● Extracted data
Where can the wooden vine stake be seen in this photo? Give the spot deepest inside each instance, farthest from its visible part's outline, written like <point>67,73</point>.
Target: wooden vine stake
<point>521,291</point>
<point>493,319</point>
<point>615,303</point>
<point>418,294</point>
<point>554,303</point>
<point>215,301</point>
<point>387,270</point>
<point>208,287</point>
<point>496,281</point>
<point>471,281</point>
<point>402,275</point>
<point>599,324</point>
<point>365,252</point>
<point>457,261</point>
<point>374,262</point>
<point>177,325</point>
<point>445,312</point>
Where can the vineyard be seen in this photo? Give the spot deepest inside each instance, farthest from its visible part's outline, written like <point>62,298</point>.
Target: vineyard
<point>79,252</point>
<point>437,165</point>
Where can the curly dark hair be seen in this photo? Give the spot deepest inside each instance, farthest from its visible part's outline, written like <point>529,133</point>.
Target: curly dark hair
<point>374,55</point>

● Task
Please quote exactly the lines from the one containing "Target: vineyard" through the last line of the records above, both included, and nothing else.

● Task solution
Target: vineyard
<point>79,252</point>
<point>437,165</point>
Where can the curly dark hair be seen in this photo? Give the spot deepest inside each instance, farthest from its visible part's outline, written like <point>529,133</point>.
Target: curly dark hair
<point>374,55</point>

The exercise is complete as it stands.